**Exercise aim**
Although the listing contains pictures, reproduce only its text, exactly as written.

**Provided material**
+++++

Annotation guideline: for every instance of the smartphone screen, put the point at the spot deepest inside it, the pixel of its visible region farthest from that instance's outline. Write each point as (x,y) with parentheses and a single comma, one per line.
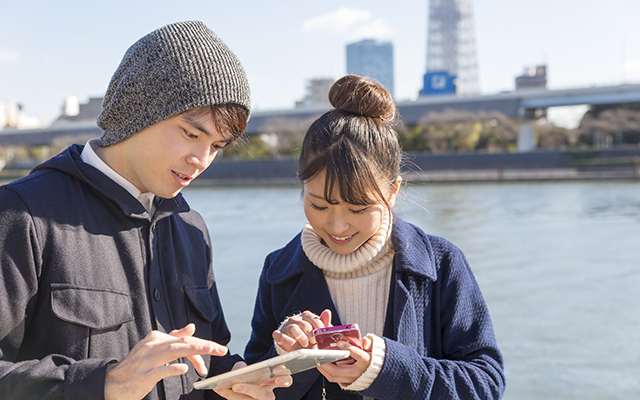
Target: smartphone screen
(328,338)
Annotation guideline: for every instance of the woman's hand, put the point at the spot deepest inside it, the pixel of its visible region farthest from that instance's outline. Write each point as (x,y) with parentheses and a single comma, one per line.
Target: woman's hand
(259,391)
(347,374)
(297,332)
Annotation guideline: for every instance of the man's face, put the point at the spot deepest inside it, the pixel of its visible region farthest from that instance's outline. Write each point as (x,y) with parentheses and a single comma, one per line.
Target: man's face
(165,157)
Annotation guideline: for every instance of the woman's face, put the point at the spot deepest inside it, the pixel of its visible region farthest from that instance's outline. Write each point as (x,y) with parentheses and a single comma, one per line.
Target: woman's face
(344,227)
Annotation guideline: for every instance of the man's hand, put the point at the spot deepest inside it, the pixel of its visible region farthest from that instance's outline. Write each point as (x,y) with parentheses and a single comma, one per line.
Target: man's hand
(148,362)
(262,391)
(297,332)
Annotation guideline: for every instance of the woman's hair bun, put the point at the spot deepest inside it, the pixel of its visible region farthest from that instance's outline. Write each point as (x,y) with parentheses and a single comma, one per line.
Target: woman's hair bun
(362,96)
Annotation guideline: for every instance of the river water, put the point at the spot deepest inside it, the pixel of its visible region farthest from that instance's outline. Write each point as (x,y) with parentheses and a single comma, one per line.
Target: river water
(558,264)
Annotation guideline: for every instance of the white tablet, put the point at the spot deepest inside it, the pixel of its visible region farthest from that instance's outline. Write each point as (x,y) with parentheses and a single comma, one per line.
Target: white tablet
(296,361)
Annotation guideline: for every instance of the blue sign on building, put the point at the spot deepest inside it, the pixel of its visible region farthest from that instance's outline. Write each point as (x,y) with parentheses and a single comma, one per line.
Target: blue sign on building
(438,82)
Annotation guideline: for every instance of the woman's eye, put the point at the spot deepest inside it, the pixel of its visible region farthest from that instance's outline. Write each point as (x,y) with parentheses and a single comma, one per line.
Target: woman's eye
(190,135)
(316,207)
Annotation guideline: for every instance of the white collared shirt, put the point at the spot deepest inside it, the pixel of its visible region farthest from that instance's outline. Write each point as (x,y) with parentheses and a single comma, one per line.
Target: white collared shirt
(90,157)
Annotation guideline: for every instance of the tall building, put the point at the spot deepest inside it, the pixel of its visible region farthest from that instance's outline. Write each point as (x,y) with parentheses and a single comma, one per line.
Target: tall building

+++++

**Answer section**
Annotation guideline: for every instance of the smartphone screen, put the point at the spot deepest inside it, the pixel of its visible region farthest from that instance's outline. Write each point as (x,y) with parentheses and a single comma, one per line.
Target: smartphone screen
(328,338)
Annotation guideline: for every instance of the woman's hand, put the point at the spot deepest inside it, the pixel of its visible region farthest from that instance's outline. Write each point as (x,y) with parentheses and a single comma, one per line.
Target: woman's hand
(259,391)
(347,374)
(297,332)
Annotation guideline: for every instance of the man's face, put the point at the spot deepest inside it, the pixel of its visible region farthest from that instance's outline. Write each point as (x,y) with parentheses and a single comma, one per line.
Target: man's face
(165,157)
Annotation guideline: for every instance of the woman's face, put the point at the spot deepest inside it, the pixel of its visible region farthest from that instance's outline. Write each point as (x,y) with parentheses and a single comma, one per line.
Target: woman's face
(344,227)
Annotation guideline: for every instance of the man's hand, put the point at the spot deepest inside it, the pixel of its visible region farthest from that instance's outline. Write each point as (x,y) with parentheses and a single comma, one per line.
Target: man's hand
(148,362)
(262,391)
(297,332)
Annotation guideline: for every instance of the woman's hair bun, put the point at the spot deepest inside it, the pixel of its visible region farthest from that instance's outline. Write each point as (x,y) with parentheses and a single comma, one per line.
Target: woman's hair bun
(362,96)
Annotation guideline: for every instance of the river water, put the point at the spot deepest inside it, the pixel of its visible region farthest from that instance's outline. Write each point as (x,y) with parentheses and a single comma, one per line.
Target: river water
(558,264)
Annotation guideline: for every instance of the white tablet, put the point at the spot deepest inside it, the pixel of its visible region farthest from that instance's outline. Write each point as (x,y) with parentheses and a single comma, one per line.
Target: white tablet
(296,361)
Annotation guideline: for every instance of the blue sign on building, put the point at the spot deepest inside it, the pixel of its visible region farthest from that instance's outline. Write each point as (x,y) with parentheses and a single comma, one per line.
Target: blue sign on building
(438,82)
Annotation guideline: for every instance of the woman's eye, put the point at the spot deepest inside it, the pixel of its visible region farthest from that instance's outline. Write each point as (x,y) with parentheses and a single comma, one per line.
Target: woman's eye
(190,135)
(316,207)
Annotation guideline: for every instance of the white collared shirt, put the point at the spot deepest inside it, the pixel of its visible region farthest from that instance's outline. Write each point as (x,y) with parentheses and a single comma, one per line.
Target: white collared shirt
(90,157)
Annotation guideline: for every instance of the tall building, put the point at the spot deepest inside it, the pixel of its visible region farthest from that instance's outline. Write each point as (x,y) with parentheses and a single comma, one per line.
Target: tall building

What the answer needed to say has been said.